Ce qui nous emmène directement au second grand enjeu du marché de la seconde main : la surconsommation. En effet, avec ses prix attractifs, la seconde main peut créer chez certains consommateurs des comportements d’achat compulsifs comparables à ceux de la fast fashion, voire plus importants car ils s’associent à une déculpabilisation et à la sensation qu’il s’agit d’un acte écologique. Or, rappelons quelques chiffres : en 2020, 2,4 milliards d’habits et de chaussures ont été mis sur le marché en France. Si l’ensemble de ces pièces étaient vendues, les Français auraient à leur disposition 29 nouveaux vêtements et trois nouvelles paires de chaussures par an : un chiffre démesurément élevé, d’autant plus que les deux tiers de la garde-robe des Français n’ont pas été portés dans les douze derniers mois.
Bien sûr, l’achat de nombreux vêtements de seconde main n’est pas comparable – en termes de dommages environnementaux – à celui de nombreux vêtements de fast fashion. Cependant, il entretient des mécanismes de surconsommation nocifs (pour nous comme pour la planète) imposés par la fast fashion, qui nous incite à croire que nous avons constamment besoin de nouveaux produits, de nouvelles couleurs, de nouvelles coupes, de nouvelles matières pour remplir notre garde-robe.

* À faire
#1 Extrayez tel quel, du texte sur la seconde main, le passage qui commence aux mots « Ce qui nous » et s'arrête après les mots « douze derniers mois. ».
#2 Recopiez à l'identique les lignes des enregistrements, de celle qui contient « Identify every instance of the shrub » jusqu'à la dernière ligne des enregistrements, les deux incluses.
Le texte et les enregistrements sont deux documents indépendants l'un de l'autre.

* Données fournies
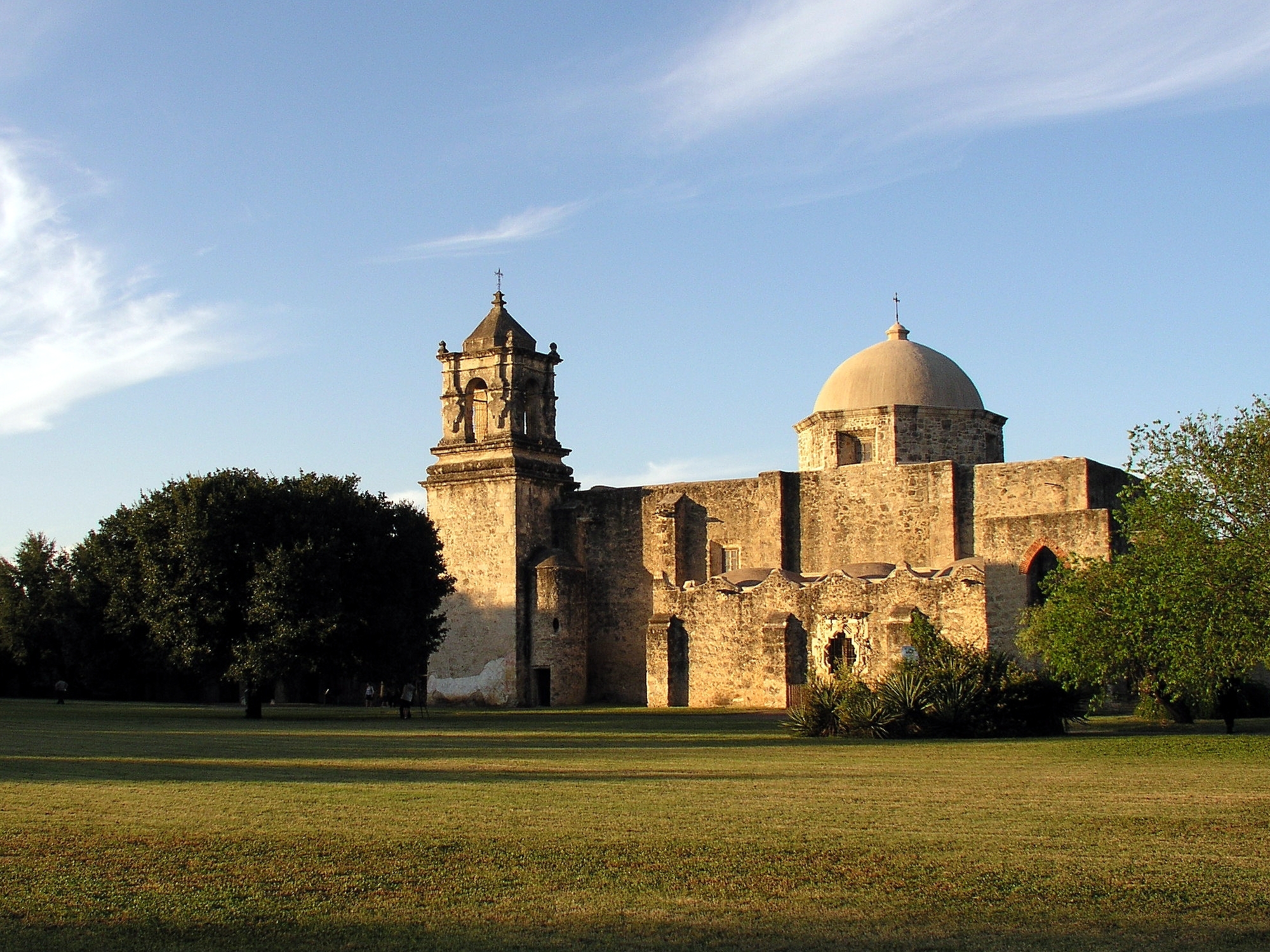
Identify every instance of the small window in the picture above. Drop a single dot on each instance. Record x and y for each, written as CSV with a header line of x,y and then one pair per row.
x,y
840,654
855,449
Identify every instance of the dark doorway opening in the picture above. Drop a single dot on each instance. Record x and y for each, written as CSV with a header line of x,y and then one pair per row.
x,y
543,686
1042,565
840,653
678,664
796,663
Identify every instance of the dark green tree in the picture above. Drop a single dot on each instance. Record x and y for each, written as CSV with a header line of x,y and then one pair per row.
x,y
37,614
1184,612
253,578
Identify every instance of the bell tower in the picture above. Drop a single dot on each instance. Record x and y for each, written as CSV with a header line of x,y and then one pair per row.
x,y
498,474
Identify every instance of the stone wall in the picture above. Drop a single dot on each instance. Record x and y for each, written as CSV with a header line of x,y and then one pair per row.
x,y
558,630
904,435
477,662
1065,505
739,642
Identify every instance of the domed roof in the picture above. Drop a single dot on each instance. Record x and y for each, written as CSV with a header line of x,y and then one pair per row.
x,y
899,371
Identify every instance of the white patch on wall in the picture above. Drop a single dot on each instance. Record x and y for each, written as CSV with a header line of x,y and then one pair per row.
x,y
493,686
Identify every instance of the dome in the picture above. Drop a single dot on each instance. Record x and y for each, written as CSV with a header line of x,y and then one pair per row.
x,y
899,371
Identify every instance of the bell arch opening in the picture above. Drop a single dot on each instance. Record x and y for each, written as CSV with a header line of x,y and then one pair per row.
x,y
476,411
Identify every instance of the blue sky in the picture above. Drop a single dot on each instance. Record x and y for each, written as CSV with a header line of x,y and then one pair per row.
x,y
233,235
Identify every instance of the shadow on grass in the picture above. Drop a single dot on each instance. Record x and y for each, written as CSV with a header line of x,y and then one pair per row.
x,y
628,935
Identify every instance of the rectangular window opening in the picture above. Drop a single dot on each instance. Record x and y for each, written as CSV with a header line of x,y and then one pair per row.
x,y
731,559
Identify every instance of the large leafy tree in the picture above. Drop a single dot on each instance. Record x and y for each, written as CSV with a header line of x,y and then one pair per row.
x,y
37,614
1184,612
253,578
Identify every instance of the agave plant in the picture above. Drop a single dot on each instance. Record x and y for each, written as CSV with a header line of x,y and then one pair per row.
x,y
907,695
819,717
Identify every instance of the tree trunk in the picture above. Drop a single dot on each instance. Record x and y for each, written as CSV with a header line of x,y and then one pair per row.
x,y
253,703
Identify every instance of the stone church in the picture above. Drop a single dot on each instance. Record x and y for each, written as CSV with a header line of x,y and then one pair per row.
x,y
736,592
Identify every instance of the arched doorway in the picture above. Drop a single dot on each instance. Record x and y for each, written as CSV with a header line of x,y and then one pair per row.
x,y
840,654
1043,563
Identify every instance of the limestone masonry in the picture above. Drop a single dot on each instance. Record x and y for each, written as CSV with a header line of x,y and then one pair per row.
x,y
735,592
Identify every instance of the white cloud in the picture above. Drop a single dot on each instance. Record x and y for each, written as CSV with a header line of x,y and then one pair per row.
x,y
416,497
68,331
909,67
530,224
685,470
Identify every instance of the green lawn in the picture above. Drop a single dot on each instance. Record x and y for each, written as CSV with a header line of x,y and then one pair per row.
x,y
167,827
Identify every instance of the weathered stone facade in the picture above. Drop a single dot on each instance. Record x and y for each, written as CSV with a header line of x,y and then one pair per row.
x,y
733,592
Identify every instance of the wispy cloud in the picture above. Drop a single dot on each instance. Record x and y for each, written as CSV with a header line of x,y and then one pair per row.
x,y
530,224
684,470
68,329
418,498
906,67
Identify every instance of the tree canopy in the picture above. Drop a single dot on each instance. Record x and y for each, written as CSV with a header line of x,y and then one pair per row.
x,y
243,577
1183,612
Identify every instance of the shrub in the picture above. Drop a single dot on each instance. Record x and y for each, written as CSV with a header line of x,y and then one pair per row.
x,y
949,691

* Corrigés
#1
Ce qui nous emmène directement au second grand enjeu du marché de la seconde main : la surconsommation. En effet, avec ses prix attractifs, la seconde main peut créer chez certains consommateurs des comportements d’achat compulsifs comparables à ceux de la fast fashion, voire plus importants car ils s’associent à une déculpabilisation et à la sensation qu’il s’agit d’un acte écologique. Or, rappelons quelques chiffres : en 2020, 2,4 milliards d’habits et de chaussures ont été mis sur le marché en France. Si l’ensemble de ces pièces étaient vendues, les Français auraient à leur disposition 29 nouveaux vêtements et trois nouvelles paires de chaussures par an : un chiffre démesurément élevé, d’autant plus que les deux tiers de la garde-robe des Français n’ont pas été portés dans les douze derniers mois.

#2
Identify every instance of the shrub in the picture above. Drop a single dot on each instance. Record x and y for each, written as CSV with a header line of x,y and then one pair per row.
x,y
949,691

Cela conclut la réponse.